====== Records provided

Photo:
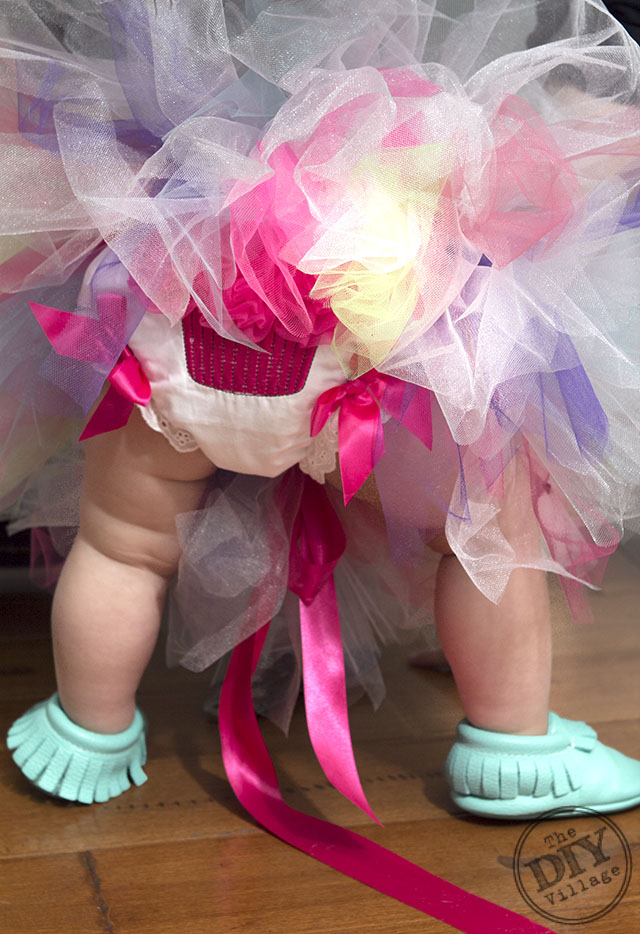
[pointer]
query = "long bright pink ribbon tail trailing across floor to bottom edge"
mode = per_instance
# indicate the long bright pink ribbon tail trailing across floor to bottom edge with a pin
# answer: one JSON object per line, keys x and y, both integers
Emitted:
{"x": 253, "y": 779}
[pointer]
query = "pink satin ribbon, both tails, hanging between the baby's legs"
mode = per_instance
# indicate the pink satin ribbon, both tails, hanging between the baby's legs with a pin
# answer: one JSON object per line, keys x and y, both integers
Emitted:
{"x": 317, "y": 544}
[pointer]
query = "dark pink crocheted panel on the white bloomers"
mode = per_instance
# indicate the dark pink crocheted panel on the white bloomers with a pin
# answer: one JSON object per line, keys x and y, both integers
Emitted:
{"x": 219, "y": 363}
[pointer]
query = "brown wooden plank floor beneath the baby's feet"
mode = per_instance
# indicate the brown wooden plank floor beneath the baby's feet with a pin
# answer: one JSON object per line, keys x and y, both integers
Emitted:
{"x": 179, "y": 856}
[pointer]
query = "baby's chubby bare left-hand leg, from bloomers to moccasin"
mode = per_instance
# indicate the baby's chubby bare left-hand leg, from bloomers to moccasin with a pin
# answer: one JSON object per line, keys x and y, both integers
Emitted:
{"x": 109, "y": 599}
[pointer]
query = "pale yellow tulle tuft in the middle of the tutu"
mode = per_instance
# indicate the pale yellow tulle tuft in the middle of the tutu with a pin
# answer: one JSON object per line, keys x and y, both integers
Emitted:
{"x": 394, "y": 196}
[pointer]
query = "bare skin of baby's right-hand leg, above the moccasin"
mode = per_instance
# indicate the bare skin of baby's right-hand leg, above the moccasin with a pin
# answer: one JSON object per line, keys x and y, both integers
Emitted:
{"x": 500, "y": 654}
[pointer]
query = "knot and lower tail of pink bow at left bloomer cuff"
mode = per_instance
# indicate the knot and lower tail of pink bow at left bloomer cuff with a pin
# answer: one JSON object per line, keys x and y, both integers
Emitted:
{"x": 129, "y": 387}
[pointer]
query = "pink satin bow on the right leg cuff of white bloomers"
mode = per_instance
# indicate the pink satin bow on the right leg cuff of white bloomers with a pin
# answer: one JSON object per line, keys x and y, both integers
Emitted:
{"x": 360, "y": 435}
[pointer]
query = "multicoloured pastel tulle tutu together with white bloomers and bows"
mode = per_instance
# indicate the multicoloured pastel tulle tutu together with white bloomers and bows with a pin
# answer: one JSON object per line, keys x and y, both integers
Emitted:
{"x": 425, "y": 215}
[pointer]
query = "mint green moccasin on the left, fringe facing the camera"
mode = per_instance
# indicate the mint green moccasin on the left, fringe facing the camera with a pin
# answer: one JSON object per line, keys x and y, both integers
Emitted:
{"x": 69, "y": 762}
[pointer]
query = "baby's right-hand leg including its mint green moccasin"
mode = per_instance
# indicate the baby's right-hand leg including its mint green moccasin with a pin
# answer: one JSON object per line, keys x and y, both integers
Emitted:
{"x": 513, "y": 758}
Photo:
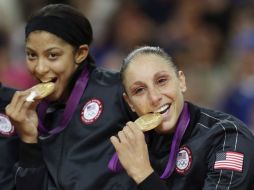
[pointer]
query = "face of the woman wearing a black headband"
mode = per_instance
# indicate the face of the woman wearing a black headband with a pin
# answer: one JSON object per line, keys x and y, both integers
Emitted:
{"x": 50, "y": 58}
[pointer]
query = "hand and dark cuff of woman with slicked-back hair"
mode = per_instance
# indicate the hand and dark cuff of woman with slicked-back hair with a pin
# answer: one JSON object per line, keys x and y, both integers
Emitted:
{"x": 132, "y": 151}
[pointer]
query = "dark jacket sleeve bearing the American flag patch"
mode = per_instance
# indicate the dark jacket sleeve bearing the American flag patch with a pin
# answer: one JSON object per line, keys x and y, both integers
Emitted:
{"x": 230, "y": 165}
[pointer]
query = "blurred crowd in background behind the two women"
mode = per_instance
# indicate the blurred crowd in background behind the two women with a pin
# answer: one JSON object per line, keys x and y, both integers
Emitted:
{"x": 212, "y": 41}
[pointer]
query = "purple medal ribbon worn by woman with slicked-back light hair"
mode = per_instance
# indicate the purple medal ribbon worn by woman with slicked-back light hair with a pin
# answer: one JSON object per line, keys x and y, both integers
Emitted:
{"x": 184, "y": 119}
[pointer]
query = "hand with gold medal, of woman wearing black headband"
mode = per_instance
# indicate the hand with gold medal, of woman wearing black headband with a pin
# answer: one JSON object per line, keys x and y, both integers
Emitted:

============

▶ Your task: Each record above needs to be transcribed word for word, with its pictures omitted.

▶ Answer section:
Photo:
[pointer]
query = "long bright pink ribbon tail trailing across floor to bottom edge"
mode = per_instance
# indicate the long bright pink ribbon tail trailing across floor to bottom edge with a pin
# answer: one JSON object per line, keys x and y, both integers
Emitted:
{"x": 253, "y": 779}
[pointer]
query = "pink satin ribbon, both tails, hanging between the baby's legs"
mode = per_instance
# indicate the pink satin ribbon, both tails, hanging between the baby's legs with a pin
# answer: one JSON object per line, keys x and y, both integers
Emitted:
{"x": 317, "y": 544}
[pointer]
query = "dark pink crocheted panel on the white bloomers"
mode = per_instance
# indicate the dark pink crocheted panel on the white bloomers with a pin
# answer: one JSON object per line, keys x and y, both integers
Emitted:
{"x": 219, "y": 363}
[pointer]
query = "brown wooden plank floor beneath the baby's feet"
mode = per_instance
# indicate the brown wooden plank floor beneath the baby's feet with a pin
# answer: one JSON object per line, keys x and y, both integers
Emitted:
{"x": 179, "y": 856}
[pointer]
query = "baby's chubby bare left-hand leg, from bloomers to moccasin"
mode = per_instance
# indicate the baby's chubby bare left-hand leg, from bloomers to moccasin with a pin
# answer: one JSON object per line, keys x and y, both integers
Emitted:
{"x": 109, "y": 599}
[pointer]
query = "pale yellow tulle tuft in the middle of the tutu"
mode = per_instance
# indicate the pale yellow tulle tuft in the middle of the tutu with a pin
# answer: one JSON object per line, keys x and y, both integers
Emitted:
{"x": 394, "y": 196}
[pointer]
query = "bare skin of baby's right-hand leg, above the moccasin"
mode = per_instance
# indicate the bare skin of baby's right-hand leg, above the moccasin with a pin
# answer: one JSON object per line, keys x and y, both integers
Emitted:
{"x": 500, "y": 654}
[pointer]
query = "knot and lower tail of pink bow at left bloomer cuff"
mode = per_instance
# indicate the knot and lower tail of pink bow at left bloomer cuff with a pin
# answer: one JSON object per line, keys x and y, both integers
Emitted:
{"x": 129, "y": 387}
[pointer]
query = "pink satin bow on the right leg cuff of white bloomers"
mode = per_instance
# indicate the pink satin bow on the right leg cuff of white bloomers with a pin
# answer: one JSON object per line, keys x and y, both integers
Emitted:
{"x": 360, "y": 435}
[pointer]
query = "multicoloured pastel tulle tutu together with white bloomers and bows"
mode = per_instance
# indicate the multicoloured pastel tulle tutu together with white bloomers and bows with a pin
# answer: one JSON object per line, keys x and y, both integers
Emitted:
{"x": 425, "y": 215}
[pointer]
query = "mint green moccasin on the left, fringe facing the camera"
mode = per_instance
# indicate the mint green moccasin on the left, fringe facing the camera with a pin
# answer: one JSON object per line, keys x and y, both integers
Emitted:
{"x": 69, "y": 762}
[pointer]
query = "baby's right-hand leg including its mint green moccasin"
mode = per_instance
# indicate the baby's right-hand leg including its mint green moccasin with a pin
# answer: one JSON object per line, keys x and y, both integers
Emitted:
{"x": 513, "y": 758}
Photo:
[pointer]
query = "face of the woman wearing a black headband"
mode = per_instance
# indicate the face of the woman wearing a black headband with a pin
# answer: one JSON object per line, keys x and y, both integers
Emitted:
{"x": 50, "y": 58}
[pointer]
query = "hand and dark cuff of woman with slicked-back hair"
mode = per_instance
# indicate the hand and dark cuff of woman with slicked-back hair with a pin
# answer: one JSON object per line, keys x and y, both integers
Emitted:
{"x": 132, "y": 151}
[pointer]
query = "dark jacket sleeve bearing the American flag patch"
mode = per_instance
# indicate the dark jacket sleeve bearing the American flag patch with a pin
# answer: one JSON object per line, keys x and y, both integers
Emitted:
{"x": 230, "y": 165}
[pointer]
query = "blurred crowd in background behind the two women"
mode = per_instance
# indicate the blurred crowd in background behind the two women with a pin
# answer: one JSON object per line, keys x and y, both integers
Emitted:
{"x": 212, "y": 41}
[pointer]
query = "purple medal ribbon worn by woman with slicked-back light hair"
mode = per_instance
# indicate the purple medal ribbon worn by woman with slicked-back light hair with a pin
# answer: one JSON object per line, keys x and y, both integers
Emitted:
{"x": 184, "y": 119}
[pointer]
query = "hand with gold medal, of woman wearing black headband"
mode = per_instance
# indicate the hand with gold medal, of woman wearing black headband with a pin
# answer: one JSON object per line, keys x and y, both integers
Emitted:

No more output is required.